%%

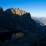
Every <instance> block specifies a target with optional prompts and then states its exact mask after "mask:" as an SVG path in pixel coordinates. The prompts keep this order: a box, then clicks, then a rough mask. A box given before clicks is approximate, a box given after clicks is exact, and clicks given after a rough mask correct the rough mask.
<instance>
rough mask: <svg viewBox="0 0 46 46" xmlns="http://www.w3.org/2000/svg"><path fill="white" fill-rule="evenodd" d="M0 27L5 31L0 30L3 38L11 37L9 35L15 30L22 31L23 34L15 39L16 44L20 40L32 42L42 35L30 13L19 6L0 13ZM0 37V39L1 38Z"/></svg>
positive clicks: (8, 38)
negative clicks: (23, 9) (1, 13)
mask: <svg viewBox="0 0 46 46" xmlns="http://www.w3.org/2000/svg"><path fill="white" fill-rule="evenodd" d="M0 11H1V10H0ZM0 29H3V30H5V32H3V31H2V32H1V30H0V32H1V33H0V36H1V38H3V40H5V39H6V40H9V39H11V36H12V35H13V34H14V33H16V32H22V33H23V34H24V36H23V37H21V38H19V39H18V40H17V42H16V43H17V44H18V43H21V42H22V41H23V42H24V43H31V44H33V43H35V41H39V40H40V39H41V38H43V37H44V34H43V32H42V31H40V30H39V29H38V27H37V25H36V23H35V21H34V20H33V19H32V18H31V15H30V13H28V12H25V11H23V10H20V9H19V8H15V9H14V8H9V9H7V10H6V11H4V12H3V13H2V14H0ZM7 30H9V31H8V32H7ZM3 36H4V37H3ZM1 38H0V40H2V39H1Z"/></svg>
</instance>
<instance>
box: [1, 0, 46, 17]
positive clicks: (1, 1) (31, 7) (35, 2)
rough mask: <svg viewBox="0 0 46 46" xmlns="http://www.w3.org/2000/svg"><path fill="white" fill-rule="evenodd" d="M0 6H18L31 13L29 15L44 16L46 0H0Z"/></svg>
mask: <svg viewBox="0 0 46 46" xmlns="http://www.w3.org/2000/svg"><path fill="white" fill-rule="evenodd" d="M0 6H2V7H3V9H4V10H6V9H7V8H10V7H13V8H20V9H22V10H25V11H27V12H30V13H31V16H35V17H46V0H0Z"/></svg>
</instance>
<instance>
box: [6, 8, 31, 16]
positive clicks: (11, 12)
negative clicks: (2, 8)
mask: <svg viewBox="0 0 46 46" xmlns="http://www.w3.org/2000/svg"><path fill="white" fill-rule="evenodd" d="M6 12H7V13H10V14H18V15H20V16H21V15H24V14H30V13H28V12H25V11H23V10H21V9H19V8H9V9H7V10H6Z"/></svg>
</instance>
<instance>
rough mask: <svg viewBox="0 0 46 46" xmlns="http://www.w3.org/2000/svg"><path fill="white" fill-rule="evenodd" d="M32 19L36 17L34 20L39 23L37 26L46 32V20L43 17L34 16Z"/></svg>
mask: <svg viewBox="0 0 46 46" xmlns="http://www.w3.org/2000/svg"><path fill="white" fill-rule="evenodd" d="M32 19H34V21H35V22H36V24H37V27H38V28H39V29H40V30H42V31H44V32H46V21H45V20H44V19H42V18H37V17H32Z"/></svg>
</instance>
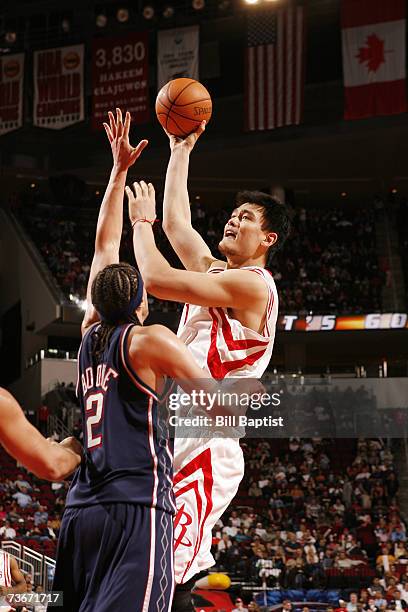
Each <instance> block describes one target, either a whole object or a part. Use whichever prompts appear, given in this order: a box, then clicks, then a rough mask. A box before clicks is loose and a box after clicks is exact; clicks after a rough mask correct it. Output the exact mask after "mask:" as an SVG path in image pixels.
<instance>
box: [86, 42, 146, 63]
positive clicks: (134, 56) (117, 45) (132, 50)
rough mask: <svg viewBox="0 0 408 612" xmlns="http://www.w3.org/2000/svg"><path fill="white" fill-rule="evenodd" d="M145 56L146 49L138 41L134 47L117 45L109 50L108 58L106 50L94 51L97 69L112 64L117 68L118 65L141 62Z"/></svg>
mask: <svg viewBox="0 0 408 612" xmlns="http://www.w3.org/2000/svg"><path fill="white" fill-rule="evenodd" d="M145 55H146V49H145V45H144V43H143V42H141V41H139V42H137V43H136V44H134V45H131V44H128V45H123V46H120V45H117V46H116V47H113V49H112V50H111V54H110V57H108V54H107V53H106V49H103V48H99V49H97V50H96V65H97V67H98V68H104V67H105V66H107V65H108V66H109V64H113V65H114V66H119V65H120V64H122V63H123V64H131V63H132V62H141V61H142V60H144V58H145Z"/></svg>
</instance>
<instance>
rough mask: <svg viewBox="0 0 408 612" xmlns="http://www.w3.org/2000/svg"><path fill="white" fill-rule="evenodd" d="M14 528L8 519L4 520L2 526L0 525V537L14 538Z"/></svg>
mask: <svg viewBox="0 0 408 612" xmlns="http://www.w3.org/2000/svg"><path fill="white" fill-rule="evenodd" d="M16 535H17V534H16V530H15V529H13V527H11V525H10V521H4V525H3V527H0V538H4V539H5V540H14V538H15V537H16Z"/></svg>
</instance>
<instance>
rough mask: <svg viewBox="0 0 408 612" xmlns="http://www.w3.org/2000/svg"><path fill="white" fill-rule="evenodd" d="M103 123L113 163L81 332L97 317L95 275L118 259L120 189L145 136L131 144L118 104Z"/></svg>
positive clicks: (97, 228) (102, 217) (103, 206)
mask: <svg viewBox="0 0 408 612" xmlns="http://www.w3.org/2000/svg"><path fill="white" fill-rule="evenodd" d="M103 125H104V128H105V131H106V134H107V136H108V140H109V142H110V145H111V149H112V156H113V167H112V171H111V175H110V178H109V183H108V186H107V188H106V191H105V195H104V198H103V200H102V204H101V208H100V211H99V217H98V223H97V226H96V238H95V252H94V256H93V260H92V265H91V272H90V275H89V280H88V287H87V292H86V299H87V309H86V313H85V317H84V320H83V322H82V333H84V332H85V331H86V329H87V328H88V327H89V326H90V325H91V324H92V323H95V322H96V321H97V320H98V315H97V313H96V310H95V308H94V307H93V305H92V300H91V288H92V283H93V281H94V278H95V276H96V275H97V274H98V272H99V271H100V270H102V269H103V268H104V267H105V266H107V265H109V264H113V263H118V262H119V248H120V240H121V237H122V226H123V190H124V188H125V184H126V177H127V172H128V169H129V168H130V167H131V166H132V165H133V164H134V163H135V161H136V160H137V158H138V157H139V156H140V154H141V153H142V151H143V149H144V148H145V147H146V146H147V140H141V141H140V142H139V144H138V145H137V147H132V146H131V144H130V142H129V129H130V114H129V113H126V116H125V121H124V122H123V120H122V112H121V110H120V109H119V108H117V109H116V118H115V117H114V115H113V113H109V125H108V124H107V123H104V124H103Z"/></svg>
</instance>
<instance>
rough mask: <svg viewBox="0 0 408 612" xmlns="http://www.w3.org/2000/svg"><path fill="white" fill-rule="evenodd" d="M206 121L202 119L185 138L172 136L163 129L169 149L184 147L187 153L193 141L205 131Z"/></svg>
mask: <svg viewBox="0 0 408 612" xmlns="http://www.w3.org/2000/svg"><path fill="white" fill-rule="evenodd" d="M205 126H206V121H202V122H201V123H200V125H199V126H198V128H197V129H196V131H195V132H192V133H191V134H189V135H188V136H186V138H180V137H179V136H173V134H170V133H169V132H168V131H167V130H165V132H166V134H167V136H168V137H169V141H170V150H171V151H175V150H177V149H185V150H187V151H188V152H189V153H191V151H192V150H193V149H194V146H195V143H196V142H197V140H198V139H199V138H200V136H201V134H202V133H203V132H205Z"/></svg>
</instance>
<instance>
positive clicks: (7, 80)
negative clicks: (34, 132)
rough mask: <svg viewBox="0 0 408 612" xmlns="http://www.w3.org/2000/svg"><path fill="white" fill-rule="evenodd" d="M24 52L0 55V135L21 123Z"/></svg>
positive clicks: (8, 131) (15, 129) (5, 132)
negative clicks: (21, 52) (2, 56)
mask: <svg viewBox="0 0 408 612" xmlns="http://www.w3.org/2000/svg"><path fill="white" fill-rule="evenodd" d="M23 81H24V53H16V54H14V55H5V56H4V57H0V136H1V135H2V134H6V133H7V132H11V131H13V130H16V129H17V128H19V127H21V126H22V124H23Z"/></svg>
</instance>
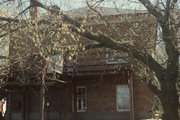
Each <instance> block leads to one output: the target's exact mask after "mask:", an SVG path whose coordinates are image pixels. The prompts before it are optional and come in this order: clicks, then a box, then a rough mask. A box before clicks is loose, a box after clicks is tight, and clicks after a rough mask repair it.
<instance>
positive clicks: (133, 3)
mask: <svg viewBox="0 0 180 120" xmlns="http://www.w3.org/2000/svg"><path fill="white" fill-rule="evenodd" d="M41 1H42V2H44V3H45V4H47V5H54V4H57V5H58V6H60V8H61V9H62V10H70V9H74V8H79V7H86V6H87V5H86V0H41ZM97 1H100V0H97ZM131 1H133V0H131ZM134 1H135V2H133V3H132V2H128V0H104V2H102V3H99V6H103V7H117V8H122V9H143V7H142V5H140V4H138V3H137V0H134Z"/></svg>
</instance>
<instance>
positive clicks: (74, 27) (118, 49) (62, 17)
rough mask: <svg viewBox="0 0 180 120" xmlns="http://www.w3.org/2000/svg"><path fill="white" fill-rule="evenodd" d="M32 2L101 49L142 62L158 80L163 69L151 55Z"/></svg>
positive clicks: (140, 0) (155, 10)
mask: <svg viewBox="0 0 180 120" xmlns="http://www.w3.org/2000/svg"><path fill="white" fill-rule="evenodd" d="M31 1H32V2H34V5H37V6H38V7H41V8H44V9H45V10H48V11H50V12H52V13H56V14H59V15H61V17H62V21H64V22H67V23H69V24H71V26H70V27H69V28H70V29H71V30H72V31H73V32H75V33H77V34H79V35H81V36H84V37H86V38H88V39H90V40H93V41H96V42H99V43H103V44H101V45H103V47H106V48H111V49H114V50H121V51H123V52H127V53H129V54H130V55H132V56H133V57H134V58H136V59H138V60H140V61H141V62H143V63H144V64H145V65H147V66H148V67H149V68H150V69H151V70H153V71H154V72H155V73H156V74H157V76H158V77H159V78H160V77H161V75H160V73H162V71H163V68H162V67H161V66H160V64H158V63H157V62H156V61H155V60H154V59H153V58H152V56H151V55H149V54H147V53H143V52H141V51H137V50H136V49H135V48H134V46H132V45H128V44H121V43H118V42H116V41H115V40H114V39H112V38H109V37H107V36H104V35H102V34H99V33H93V32H91V31H89V30H87V29H83V28H82V27H81V24H80V23H78V22H77V21H75V20H73V19H71V18H69V17H68V16H66V15H65V14H63V12H61V11H56V10H54V9H50V8H49V7H48V6H45V5H43V4H42V3H40V2H38V1H36V0H31ZM140 1H146V2H145V3H148V6H147V7H148V8H149V7H152V4H151V3H150V2H147V0H140ZM149 9H150V10H151V12H153V13H155V14H154V15H157V14H158V15H159V12H158V11H156V9H152V8H149ZM160 15H161V14H160Z"/></svg>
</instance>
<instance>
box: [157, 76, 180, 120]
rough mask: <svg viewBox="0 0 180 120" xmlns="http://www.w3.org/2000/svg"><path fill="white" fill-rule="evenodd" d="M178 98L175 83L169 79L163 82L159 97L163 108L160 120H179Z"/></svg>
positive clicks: (175, 85)
mask: <svg viewBox="0 0 180 120" xmlns="http://www.w3.org/2000/svg"><path fill="white" fill-rule="evenodd" d="M178 97H179V96H178V91H177V88H176V83H175V82H173V80H170V79H166V80H164V82H163V83H162V84H161V94H160V96H159V98H160V101H161V104H162V107H163V115H162V120H179V115H178Z"/></svg>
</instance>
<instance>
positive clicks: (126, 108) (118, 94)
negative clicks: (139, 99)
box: [116, 85, 130, 111]
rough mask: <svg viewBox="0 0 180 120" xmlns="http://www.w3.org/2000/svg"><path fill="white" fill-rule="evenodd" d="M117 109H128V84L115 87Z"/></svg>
mask: <svg viewBox="0 0 180 120" xmlns="http://www.w3.org/2000/svg"><path fill="white" fill-rule="evenodd" d="M116 105H117V111H130V91H129V87H128V85H119V86H117V87H116Z"/></svg>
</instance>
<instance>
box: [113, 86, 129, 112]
mask: <svg viewBox="0 0 180 120" xmlns="http://www.w3.org/2000/svg"><path fill="white" fill-rule="evenodd" d="M119 86H127V87H128V88H129V85H127V84H122V85H116V111H117V112H129V111H131V109H118V96H117V93H118V87H119ZM129 92H130V90H129ZM129 95H130V94H129ZM129 97H130V96H129ZM130 104H131V103H130ZM130 106H131V105H130Z"/></svg>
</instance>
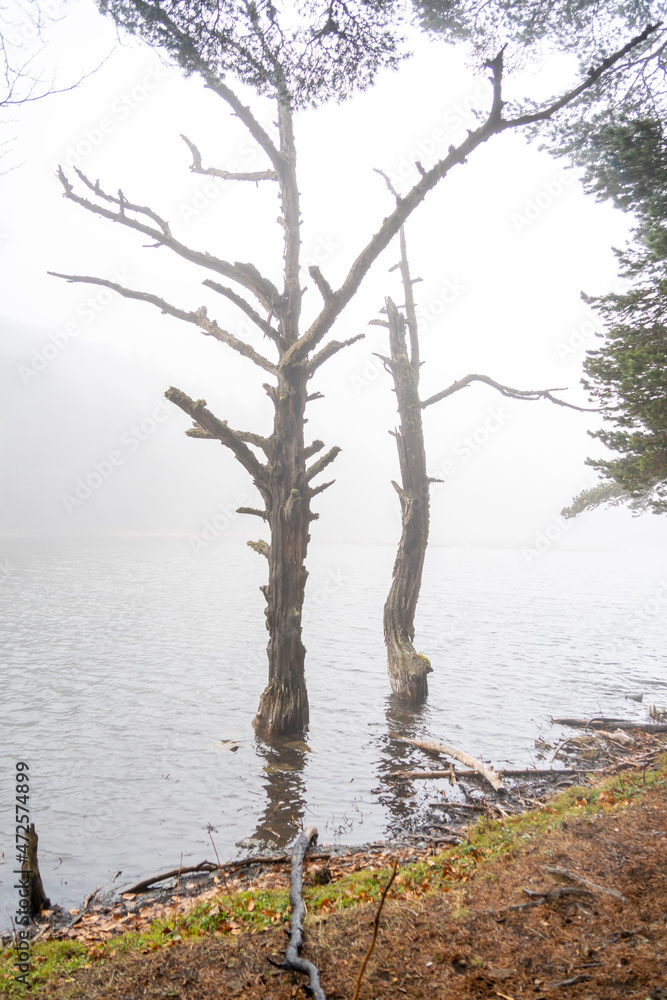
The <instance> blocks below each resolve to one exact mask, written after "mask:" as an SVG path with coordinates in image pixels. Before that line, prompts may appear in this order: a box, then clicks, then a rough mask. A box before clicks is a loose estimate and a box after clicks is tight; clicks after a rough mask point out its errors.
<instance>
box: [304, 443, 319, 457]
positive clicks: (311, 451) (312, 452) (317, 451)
mask: <svg viewBox="0 0 667 1000" xmlns="http://www.w3.org/2000/svg"><path fill="white" fill-rule="evenodd" d="M322 448H324V441H313V443H312V444H309V445H308V447H307V448H304V449H303V457H304V458H305V459H309V458H312V457H313V455H316V454H317V453H318V451H321V450H322Z"/></svg>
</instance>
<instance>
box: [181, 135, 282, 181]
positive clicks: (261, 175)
mask: <svg viewBox="0 0 667 1000" xmlns="http://www.w3.org/2000/svg"><path fill="white" fill-rule="evenodd" d="M181 139H182V140H183V142H184V143H185V144H186V145H187V146H188V147H189V149H190V152H191V153H192V163H191V165H190V172H191V173H193V174H204V176H206V177H221V178H222V179H223V180H225V181H277V180H278V174H277V173H276V172H275V170H255V171H251V172H249V173H234V172H230V171H229V170H219V169H218V167H204V166H202V160H201V153H200V152H199V150H198V149H197V147H196V146H195V144H194V142H191V141H190V140H189V139H188V137H187V136H186V135H181Z"/></svg>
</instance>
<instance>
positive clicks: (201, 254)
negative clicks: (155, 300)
mask: <svg viewBox="0 0 667 1000" xmlns="http://www.w3.org/2000/svg"><path fill="white" fill-rule="evenodd" d="M77 174H78V175H79V176H80V177H81V180H82V181H83V183H84V184H86V186H87V187H89V188H90V190H91V191H93V192H94V193H95V194H96V195H97V196H98V197H100V198H101V199H102V200H103V201H107V202H110V203H111V204H113V205H117V206H118V210H117V211H112V210H111V209H108V208H104V207H103V206H102V205H97V204H95V202H92V201H89V200H88V199H87V198H83V197H81V196H80V195H78V194H75V192H74V188H73V186H72V184H71V182H70V181H69V180H68V178H67V176H66V175H65V173H64V171H63V169H62V167H59V169H58V177H59V179H60V182H61V184H62V186H63V189H64V191H65V197H66V198H69V200H70V201H73V202H75V203H76V204H77V205H81V206H82V207H83V208H85V209H86V210H87V211H89V212H92V213H93V214H94V215H99V216H101V217H102V218H104V219H109V220H110V221H111V222H118V223H120V224H121V225H123V226H127V227H128V228H129V229H134V230H135V231H136V232H138V233H142V234H143V235H144V236H147V237H148V238H149V239H152V240H154V241H155V244H156V246H165V247H168V248H169V249H170V250H173V252H174V253H176V254H178V256H179V257H182V258H183V259H184V260H188V261H190V262H191V263H193V264H198V265H199V266H200V267H205V268H207V269H208V270H210V271H215V272H216V273H218V274H222V275H223V276H224V277H225V278H231V279H232V280H233V281H236V282H238V283H239V284H240V285H243V286H244V287H245V288H247V289H248V290H249V291H251V292H252V293H253V295H254V296H255V297H256V298H257V299H258V300H259V301H260V302H261V303H262V305H263V306H264V307H265V308H266V309H270V310H275V308H276V306H277V303H278V302H279V301H280V292H279V291H278V289H277V288H276V287H275V285H273V284H272V283H271V282H270V281H269V280H268V278H264V277H263V276H262V275H261V274H260V273H259V271H258V270H257V268H256V267H254V266H253V265H252V264H243V263H240V262H239V261H236V262H235V263H234V264H231V263H230V262H229V261H226V260H221V259H220V258H218V257H214V256H213V255H212V254H210V253H207V252H206V251H204V252H201V251H199V250H193V249H192V248H191V247H187V246H185V244H183V243H180V242H179V241H178V240H176V239H174V237H173V236H172V235H171V233H170V231H169V225H168V223H167V222H166V221H165V220H164V219H162V218H161V217H160V216H158V215H157V214H156V213H155V212H153V211H152V210H151V209H146V208H144V207H143V206H141V205H134V204H133V203H132V202H129V201H128V200H127V199H126V198H125V196H124V195H123V194H122V192H120V194H119V196H118V197H116V196H115V195H109V194H107V193H106V192H104V191H102V189H101V188H100V187H99V182H97V183H96V184H93V182H92V181H91V180H89V178H87V177H86V176H85V175H84V174H83V173H82V172H81V171H80V170H77ZM128 211H130V212H135V213H137V214H139V215H145V216H146V217H147V218H149V219H151V220H152V221H153V222H156V223H157V225H158V226H159V229H156V228H155V226H151V225H148V224H147V223H146V222H144V221H141V220H140V219H135V218H133V217H132V216H130V215H127V212H128Z"/></svg>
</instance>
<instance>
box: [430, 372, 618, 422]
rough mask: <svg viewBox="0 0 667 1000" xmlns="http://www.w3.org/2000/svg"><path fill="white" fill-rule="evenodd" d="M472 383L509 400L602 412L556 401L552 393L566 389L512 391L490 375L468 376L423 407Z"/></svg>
mask: <svg viewBox="0 0 667 1000" xmlns="http://www.w3.org/2000/svg"><path fill="white" fill-rule="evenodd" d="M471 382H484V383H485V384H486V385H490V386H491V387H492V388H493V389H497V390H498V392H499V393H500V394H501V395H502V396H507V397H508V398H509V399H525V400H536V399H548V400H549V402H550V403H555V404H556V406H566V407H567V408H568V409H569V410H578V411H579V412H580V413H601V412H602V411H601V410H597V409H593V408H591V407H586V406H575V405H574V403H566V402H565V400H563V399H556V397H555V396H552V395H551V393H552V392H565V391H566V390H565V389H512V388H511V386H508V385H501V384H500V382H496V381H494V379H492V378H489V377H488V375H466V377H465V378H462V379H459V380H458V382H452V384H451V385H450V386H448V387H447V388H446V389H443V390H442V392H436V394H435V395H434V396H430V397H429V398H428V399H425V400H424V401H423V402H422V404H421V407H422V409H425V408H426V407H427V406H431V405H432V403H439V402H440V400H441V399H445V398H446V397H447V396H452V395H453V394H454V393H455V392H458V391H459V389H465V388H466V387H467V386H469V385H470V383H471Z"/></svg>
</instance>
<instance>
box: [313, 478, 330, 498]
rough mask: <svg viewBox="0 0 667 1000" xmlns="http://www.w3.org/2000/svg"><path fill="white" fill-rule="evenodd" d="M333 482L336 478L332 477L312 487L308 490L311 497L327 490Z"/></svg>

%%

_Task prompt_. Copy the stretch from the start of the data above through the line containing "positive clicks: (8, 38)", keeping every character unchanged. Leave the pictures out of your answer.

_Exercise output_.
Every <instance> block specifies a target with optional prompts and then states its exact mask after "mask:" as an SVG path in pixel coordinates. The prompts keep this order: a box, then clicks, then a rough mask. A box given before clicks is approximate, a box given after clicks is exact, and clicks given after a rough mask correct the rough mask.
<instance>
rough mask: <svg viewBox="0 0 46 46" xmlns="http://www.w3.org/2000/svg"><path fill="white" fill-rule="evenodd" d="M0 27L5 31L0 30L3 38L11 37L9 35L15 30L22 31L23 34L15 39L16 44L20 40L32 42L42 35L30 13L19 6L0 13ZM0 37V39L1 38Z"/></svg>
positive clicks: (8, 38)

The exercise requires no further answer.